US Army officer (1820–1864)

David Allen Russell (December 10, 1820 – September 19, 1864) was a career United States Army officer who served in the Mexican–American War and the American Civil War. He was killed in action as a brigadier general in the Union Army.

==Early life==
Russell was born in Salem, New York, the son of David Abel Russell, who was a member of the House of Representatives from 1835 to 1841, and his wife. During his final year in Congress, the senior Russell secured an appointment to the United States Military Academy for his son. The junior Russell graduated near the bottom of his class in 1845. His first assignment was with the U.S. 1st Infantry Regiment.

He transferred to the U.S. 4th Infantry Regiment where he served in Mexico. He was brevetted for gallantry and meritorious service at the Battle of Paso Ovejas and the Battle of Cerro Gordo. He was promoted to first lieutenant in 1848.

After the war, the 4th Infantry was sent to the Pacific Northwest. Russell fought in the Rogue River War and the Yakima War against local Native American tribes. He was promoted to captain in 1854.

==Civil War==
In 1861, the 4th Infantry was recalled to the East and placed in the defenses around Washington, D.C. Russell joined the volunteer army and accepted a commission as colonel of the 7th Regiment Massachusetts Volunteer Infantry. Russell then served in the Peninsula Campaign and the Seven Days Battles. He was brevetted lieutenant colonel in the regular army for gallant and meritorious service.

In 1862, Russell was promoted to major in the regular army and assigned to the U.S. 8th Infantry Regiment. Still in command of the 7th Massachusetts, he fought in the Battle of Antietam. Later in 1862, Russell was promoted to brigadier general of volunteers and commanded a brigade during the Rappahannock campaign. He later fought at the Battle of Fredericksburg. Russell was primarily in reserve during the Battle of Gettysburg, but was brevetted colonel in the regular army shortly afterward.

RECORDS:
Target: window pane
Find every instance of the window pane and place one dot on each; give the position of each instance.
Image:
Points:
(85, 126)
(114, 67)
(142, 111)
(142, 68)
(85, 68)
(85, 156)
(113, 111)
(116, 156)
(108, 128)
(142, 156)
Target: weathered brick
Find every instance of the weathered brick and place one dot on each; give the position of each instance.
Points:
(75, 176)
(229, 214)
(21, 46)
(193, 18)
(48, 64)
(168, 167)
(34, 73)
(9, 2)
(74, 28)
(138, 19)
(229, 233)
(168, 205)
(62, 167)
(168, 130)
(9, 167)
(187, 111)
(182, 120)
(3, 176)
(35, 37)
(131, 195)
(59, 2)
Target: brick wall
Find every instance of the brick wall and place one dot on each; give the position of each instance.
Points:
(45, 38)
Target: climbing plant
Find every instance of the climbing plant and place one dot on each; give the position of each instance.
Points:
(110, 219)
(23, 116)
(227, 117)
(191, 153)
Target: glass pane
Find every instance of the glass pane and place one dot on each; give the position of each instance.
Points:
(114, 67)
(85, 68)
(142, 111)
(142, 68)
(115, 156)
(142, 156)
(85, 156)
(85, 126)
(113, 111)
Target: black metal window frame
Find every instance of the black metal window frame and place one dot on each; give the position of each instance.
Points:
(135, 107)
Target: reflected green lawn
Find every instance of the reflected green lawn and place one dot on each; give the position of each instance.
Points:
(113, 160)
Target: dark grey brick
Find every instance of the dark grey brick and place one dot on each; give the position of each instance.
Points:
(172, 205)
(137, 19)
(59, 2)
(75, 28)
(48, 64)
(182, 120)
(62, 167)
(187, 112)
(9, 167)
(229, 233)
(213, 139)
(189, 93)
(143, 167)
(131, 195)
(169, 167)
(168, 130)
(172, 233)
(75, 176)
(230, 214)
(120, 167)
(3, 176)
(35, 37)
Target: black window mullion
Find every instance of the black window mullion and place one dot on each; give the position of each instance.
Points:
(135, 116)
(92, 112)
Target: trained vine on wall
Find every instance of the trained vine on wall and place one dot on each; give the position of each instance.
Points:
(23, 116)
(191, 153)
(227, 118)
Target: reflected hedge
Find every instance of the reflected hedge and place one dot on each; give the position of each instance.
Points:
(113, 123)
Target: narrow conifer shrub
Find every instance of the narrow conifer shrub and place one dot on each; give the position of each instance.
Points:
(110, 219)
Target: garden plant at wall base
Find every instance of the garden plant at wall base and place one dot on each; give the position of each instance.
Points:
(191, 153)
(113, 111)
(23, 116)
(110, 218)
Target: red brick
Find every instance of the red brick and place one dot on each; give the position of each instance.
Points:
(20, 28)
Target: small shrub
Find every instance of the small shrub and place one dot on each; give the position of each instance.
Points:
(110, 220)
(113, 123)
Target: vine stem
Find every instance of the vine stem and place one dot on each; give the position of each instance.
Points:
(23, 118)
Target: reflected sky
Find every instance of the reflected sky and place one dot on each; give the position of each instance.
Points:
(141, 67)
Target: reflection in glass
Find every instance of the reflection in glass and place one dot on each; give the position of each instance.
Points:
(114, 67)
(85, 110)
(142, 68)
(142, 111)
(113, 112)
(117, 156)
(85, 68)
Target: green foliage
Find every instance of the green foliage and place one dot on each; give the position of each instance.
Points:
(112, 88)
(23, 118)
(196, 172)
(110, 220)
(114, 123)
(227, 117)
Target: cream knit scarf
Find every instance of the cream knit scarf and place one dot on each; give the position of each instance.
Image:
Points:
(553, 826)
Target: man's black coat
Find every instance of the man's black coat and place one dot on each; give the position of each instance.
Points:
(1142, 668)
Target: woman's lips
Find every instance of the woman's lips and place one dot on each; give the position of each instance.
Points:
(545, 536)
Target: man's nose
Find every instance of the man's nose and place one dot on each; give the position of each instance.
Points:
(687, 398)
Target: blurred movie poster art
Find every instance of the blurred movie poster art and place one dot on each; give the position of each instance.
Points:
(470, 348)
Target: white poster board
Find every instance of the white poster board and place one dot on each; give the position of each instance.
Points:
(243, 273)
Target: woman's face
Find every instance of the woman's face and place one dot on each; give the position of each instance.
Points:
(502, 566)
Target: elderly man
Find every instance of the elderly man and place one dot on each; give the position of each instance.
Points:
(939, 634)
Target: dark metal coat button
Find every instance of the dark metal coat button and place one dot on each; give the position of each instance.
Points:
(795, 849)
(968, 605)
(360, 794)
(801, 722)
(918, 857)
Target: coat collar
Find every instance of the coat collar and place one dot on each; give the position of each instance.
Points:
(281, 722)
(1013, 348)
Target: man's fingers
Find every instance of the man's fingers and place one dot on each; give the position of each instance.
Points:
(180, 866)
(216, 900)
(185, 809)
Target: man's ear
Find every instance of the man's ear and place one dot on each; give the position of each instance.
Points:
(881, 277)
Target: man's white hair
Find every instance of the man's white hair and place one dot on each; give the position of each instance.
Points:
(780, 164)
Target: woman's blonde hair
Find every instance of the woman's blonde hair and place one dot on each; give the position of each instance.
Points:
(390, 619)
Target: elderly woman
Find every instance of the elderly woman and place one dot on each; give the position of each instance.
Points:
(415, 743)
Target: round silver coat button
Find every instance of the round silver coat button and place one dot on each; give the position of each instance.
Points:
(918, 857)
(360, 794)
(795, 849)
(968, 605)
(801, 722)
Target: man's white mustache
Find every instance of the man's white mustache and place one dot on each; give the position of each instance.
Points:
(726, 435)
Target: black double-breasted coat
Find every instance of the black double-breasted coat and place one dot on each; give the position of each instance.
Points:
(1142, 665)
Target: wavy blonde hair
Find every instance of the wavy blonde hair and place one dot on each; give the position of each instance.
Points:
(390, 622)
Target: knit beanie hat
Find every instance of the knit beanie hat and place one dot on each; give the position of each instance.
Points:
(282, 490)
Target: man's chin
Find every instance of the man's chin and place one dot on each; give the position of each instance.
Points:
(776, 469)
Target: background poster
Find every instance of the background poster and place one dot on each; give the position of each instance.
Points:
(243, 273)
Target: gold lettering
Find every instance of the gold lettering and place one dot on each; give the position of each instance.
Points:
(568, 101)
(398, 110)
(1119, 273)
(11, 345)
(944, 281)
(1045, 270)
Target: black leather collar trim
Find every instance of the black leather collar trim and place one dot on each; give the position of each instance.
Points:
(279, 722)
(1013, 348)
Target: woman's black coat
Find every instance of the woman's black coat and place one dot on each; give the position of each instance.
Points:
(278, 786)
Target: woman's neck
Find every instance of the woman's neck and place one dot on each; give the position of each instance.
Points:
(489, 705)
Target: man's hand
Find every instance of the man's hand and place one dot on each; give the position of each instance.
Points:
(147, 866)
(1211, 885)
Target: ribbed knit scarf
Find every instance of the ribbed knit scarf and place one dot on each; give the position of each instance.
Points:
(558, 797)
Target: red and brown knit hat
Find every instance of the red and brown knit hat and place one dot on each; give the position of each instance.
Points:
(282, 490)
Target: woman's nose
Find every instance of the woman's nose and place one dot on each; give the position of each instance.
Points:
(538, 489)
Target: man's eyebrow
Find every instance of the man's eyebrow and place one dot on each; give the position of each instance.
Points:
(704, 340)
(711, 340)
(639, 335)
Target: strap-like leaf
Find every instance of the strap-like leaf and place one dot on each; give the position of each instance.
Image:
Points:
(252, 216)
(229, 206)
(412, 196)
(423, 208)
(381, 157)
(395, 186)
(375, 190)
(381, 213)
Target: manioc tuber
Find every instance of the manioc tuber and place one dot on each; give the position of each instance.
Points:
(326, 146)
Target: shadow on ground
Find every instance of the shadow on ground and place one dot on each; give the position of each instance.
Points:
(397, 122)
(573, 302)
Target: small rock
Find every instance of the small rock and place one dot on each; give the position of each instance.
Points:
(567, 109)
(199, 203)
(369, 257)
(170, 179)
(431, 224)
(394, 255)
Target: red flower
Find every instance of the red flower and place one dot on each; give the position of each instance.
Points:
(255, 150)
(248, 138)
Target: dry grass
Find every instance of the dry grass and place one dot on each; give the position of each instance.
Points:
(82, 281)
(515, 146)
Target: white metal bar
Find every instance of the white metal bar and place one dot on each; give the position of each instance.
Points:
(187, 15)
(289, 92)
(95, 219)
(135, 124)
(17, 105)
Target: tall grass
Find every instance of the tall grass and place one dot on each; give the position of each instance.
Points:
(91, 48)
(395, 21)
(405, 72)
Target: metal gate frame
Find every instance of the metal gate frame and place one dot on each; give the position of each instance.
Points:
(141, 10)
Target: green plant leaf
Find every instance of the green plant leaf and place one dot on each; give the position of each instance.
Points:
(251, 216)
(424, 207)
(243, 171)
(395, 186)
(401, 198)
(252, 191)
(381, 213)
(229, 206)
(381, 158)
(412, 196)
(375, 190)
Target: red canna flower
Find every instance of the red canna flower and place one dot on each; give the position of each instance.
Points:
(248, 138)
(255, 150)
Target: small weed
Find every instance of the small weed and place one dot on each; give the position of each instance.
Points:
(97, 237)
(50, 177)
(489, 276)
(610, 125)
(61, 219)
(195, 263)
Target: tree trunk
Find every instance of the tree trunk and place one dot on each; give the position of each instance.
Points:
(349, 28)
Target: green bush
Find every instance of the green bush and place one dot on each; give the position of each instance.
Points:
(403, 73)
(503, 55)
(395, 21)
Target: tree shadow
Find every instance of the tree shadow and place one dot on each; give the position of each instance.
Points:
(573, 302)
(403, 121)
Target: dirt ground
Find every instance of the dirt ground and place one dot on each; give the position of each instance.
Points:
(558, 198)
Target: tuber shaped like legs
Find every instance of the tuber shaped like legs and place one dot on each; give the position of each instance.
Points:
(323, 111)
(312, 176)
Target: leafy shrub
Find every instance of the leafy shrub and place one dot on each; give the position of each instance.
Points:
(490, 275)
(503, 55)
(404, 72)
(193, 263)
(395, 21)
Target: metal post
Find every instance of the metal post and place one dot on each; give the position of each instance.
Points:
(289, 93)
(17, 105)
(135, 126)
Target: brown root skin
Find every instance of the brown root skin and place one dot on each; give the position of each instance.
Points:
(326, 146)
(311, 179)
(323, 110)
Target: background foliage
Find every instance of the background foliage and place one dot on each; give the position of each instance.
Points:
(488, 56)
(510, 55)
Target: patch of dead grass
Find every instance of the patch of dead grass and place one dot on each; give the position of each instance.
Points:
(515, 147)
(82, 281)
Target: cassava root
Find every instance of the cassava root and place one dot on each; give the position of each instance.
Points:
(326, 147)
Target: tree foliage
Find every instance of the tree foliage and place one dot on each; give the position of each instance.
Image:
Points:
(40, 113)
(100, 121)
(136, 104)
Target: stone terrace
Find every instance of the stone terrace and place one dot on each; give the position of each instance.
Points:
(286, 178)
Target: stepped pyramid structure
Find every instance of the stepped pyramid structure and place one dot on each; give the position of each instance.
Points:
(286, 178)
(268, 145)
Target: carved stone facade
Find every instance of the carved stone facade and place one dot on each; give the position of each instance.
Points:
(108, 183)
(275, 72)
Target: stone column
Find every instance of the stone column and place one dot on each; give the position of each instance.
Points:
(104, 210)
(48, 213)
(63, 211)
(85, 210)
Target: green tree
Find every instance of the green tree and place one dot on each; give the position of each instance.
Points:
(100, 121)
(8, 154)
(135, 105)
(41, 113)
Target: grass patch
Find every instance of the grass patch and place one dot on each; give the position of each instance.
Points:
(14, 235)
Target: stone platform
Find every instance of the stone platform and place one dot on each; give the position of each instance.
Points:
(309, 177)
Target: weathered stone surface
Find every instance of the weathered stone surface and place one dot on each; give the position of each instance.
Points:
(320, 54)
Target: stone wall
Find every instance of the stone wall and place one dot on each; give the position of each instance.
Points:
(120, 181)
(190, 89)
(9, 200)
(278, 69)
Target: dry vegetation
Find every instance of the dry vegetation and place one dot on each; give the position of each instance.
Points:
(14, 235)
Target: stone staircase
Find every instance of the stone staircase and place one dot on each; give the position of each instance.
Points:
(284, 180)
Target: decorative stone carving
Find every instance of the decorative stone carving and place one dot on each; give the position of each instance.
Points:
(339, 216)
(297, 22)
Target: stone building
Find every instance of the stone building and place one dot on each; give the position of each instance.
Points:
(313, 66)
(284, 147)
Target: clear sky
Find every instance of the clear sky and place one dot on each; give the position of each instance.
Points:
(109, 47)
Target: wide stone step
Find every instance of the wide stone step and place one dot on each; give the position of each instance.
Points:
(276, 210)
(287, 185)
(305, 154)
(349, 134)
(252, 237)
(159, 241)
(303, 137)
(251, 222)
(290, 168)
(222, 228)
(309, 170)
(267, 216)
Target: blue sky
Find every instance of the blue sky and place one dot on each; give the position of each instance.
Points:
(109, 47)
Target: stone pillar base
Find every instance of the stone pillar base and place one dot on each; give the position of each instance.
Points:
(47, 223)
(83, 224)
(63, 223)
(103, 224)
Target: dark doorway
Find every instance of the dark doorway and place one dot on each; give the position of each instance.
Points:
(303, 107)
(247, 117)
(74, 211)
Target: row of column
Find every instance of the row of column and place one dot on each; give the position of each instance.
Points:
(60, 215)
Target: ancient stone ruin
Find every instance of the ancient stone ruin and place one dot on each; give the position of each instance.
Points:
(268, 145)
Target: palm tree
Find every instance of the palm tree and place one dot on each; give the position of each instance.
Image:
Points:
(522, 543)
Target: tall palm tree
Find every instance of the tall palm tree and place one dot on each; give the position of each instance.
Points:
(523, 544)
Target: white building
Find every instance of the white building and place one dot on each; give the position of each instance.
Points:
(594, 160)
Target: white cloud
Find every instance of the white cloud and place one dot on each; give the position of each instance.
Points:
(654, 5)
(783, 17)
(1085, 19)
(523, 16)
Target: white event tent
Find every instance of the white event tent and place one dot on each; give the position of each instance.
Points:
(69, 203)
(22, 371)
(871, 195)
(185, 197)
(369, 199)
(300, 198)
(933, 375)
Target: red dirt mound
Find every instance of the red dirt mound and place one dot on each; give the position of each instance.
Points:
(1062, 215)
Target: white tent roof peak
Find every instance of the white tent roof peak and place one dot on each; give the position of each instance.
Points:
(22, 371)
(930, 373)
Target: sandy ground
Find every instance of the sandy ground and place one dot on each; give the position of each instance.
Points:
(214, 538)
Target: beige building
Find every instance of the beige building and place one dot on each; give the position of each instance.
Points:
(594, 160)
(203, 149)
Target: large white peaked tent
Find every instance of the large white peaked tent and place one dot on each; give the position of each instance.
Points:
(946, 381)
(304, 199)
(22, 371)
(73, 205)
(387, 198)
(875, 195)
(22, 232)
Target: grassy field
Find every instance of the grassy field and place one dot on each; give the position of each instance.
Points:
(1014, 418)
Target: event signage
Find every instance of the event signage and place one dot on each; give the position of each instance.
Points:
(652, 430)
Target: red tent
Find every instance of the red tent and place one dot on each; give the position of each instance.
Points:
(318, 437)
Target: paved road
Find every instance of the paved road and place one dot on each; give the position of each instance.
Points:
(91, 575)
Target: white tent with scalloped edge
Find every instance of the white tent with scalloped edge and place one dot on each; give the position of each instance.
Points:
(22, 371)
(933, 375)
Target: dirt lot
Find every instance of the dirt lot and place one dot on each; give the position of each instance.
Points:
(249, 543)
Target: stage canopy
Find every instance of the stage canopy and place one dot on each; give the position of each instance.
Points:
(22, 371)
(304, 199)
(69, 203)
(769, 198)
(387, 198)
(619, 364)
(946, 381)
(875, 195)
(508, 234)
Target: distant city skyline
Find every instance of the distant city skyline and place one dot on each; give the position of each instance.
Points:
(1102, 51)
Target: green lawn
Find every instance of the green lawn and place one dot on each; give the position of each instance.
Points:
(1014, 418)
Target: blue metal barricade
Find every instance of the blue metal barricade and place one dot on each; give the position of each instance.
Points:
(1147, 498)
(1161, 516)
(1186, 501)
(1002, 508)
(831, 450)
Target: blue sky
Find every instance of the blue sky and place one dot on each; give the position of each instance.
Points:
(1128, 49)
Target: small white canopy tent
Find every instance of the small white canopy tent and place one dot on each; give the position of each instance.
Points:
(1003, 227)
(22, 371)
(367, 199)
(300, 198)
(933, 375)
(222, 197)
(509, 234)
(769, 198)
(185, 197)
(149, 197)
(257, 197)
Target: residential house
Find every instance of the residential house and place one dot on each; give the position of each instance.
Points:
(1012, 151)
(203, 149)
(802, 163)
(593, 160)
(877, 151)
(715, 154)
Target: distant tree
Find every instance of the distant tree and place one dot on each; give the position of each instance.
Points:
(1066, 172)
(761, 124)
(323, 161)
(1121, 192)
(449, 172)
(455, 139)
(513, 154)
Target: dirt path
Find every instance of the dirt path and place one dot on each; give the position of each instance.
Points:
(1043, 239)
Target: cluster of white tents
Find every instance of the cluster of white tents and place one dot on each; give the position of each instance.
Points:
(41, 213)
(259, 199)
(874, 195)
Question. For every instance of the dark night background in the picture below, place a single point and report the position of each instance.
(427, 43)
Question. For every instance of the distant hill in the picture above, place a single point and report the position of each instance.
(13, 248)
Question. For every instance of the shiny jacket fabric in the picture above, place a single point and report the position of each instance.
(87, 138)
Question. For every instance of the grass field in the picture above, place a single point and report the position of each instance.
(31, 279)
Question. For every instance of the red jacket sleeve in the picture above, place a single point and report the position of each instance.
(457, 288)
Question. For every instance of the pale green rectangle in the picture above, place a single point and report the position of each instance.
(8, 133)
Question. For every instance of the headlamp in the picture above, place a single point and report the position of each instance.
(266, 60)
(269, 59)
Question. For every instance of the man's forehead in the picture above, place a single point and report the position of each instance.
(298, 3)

TASK INSTRUCTIONS:
a) Answer these questions from the passage on David Allen Russell, one line each:
(i) Which regiment was Russell's first assignment after he graduated?
(ii) In what year was he promoted to captain?
(iii) Which volunteer regiment did he command as colonel?
b) In one to three sentences, explain how Russell got his appointment to the United States Military Academy, according to the passage on David Allen Russell.
c) Go on with the passage on David Allen Russell from its last sentence.

ANSWERS TO THE EXERCISE:
a)
(i) The U.S. 1st Infantry Regiment
(ii) 1854
(iii) The 7th Regiment Massachusetts Volunteer Infantry

b) His father, David Abel Russell, served in the House of Representatives from 1835 to 1841. During his final year in Congress, the elder Russell secured the appointment to the academy for his son.

c)
In 1864, Russell fought in the Overland Campaign. He was mortally wounded later that year in the Shenandoah Valley during the Battle of Opequon, otherwise known as the Third Battle of Winchester, when he was struck by a shell fragment. On May 3, 1867, President Andrew Johnson nominated Russell for the grade of brevet major general in the regular army, to rank from the date of his death in the field, September 19, 1864, and the United States Senate confirmed the appointment on February 14, 1868.

He is buried in Salem, New York, in Evergreen Cemetery.

==In memoriam==
Fort D. A. Russell in the Wyoming Territory, established in 1867, was named in Russell's honor; this post was renamed for Governor and U. S. Senator Francis E. Warren in 1930. Afterwards, Camp Marfa, established in 1911 near Marfa, Texas, became Fort D. A. Russell. This post was closed in 1945, during demobilization after World War II.

Gun Battery David A. Russell, located within Fort Stevens State Park in Hammond, Oregon, is also named in Russell's honor.